What you have to do. Return the records below word for word, with every line unchanged.

--- Start of Raw records ---

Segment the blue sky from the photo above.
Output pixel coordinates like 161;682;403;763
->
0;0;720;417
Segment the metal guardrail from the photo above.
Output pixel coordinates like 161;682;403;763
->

--- End of Raw records ---

Written reply.
Segment the blue sky from the photo above.
Output pixel coordinates like 161;682;403;763
->
0;0;720;417
Segment the metal guardrail from the photo above.
Output pixel coordinates like 161;682;403;763
->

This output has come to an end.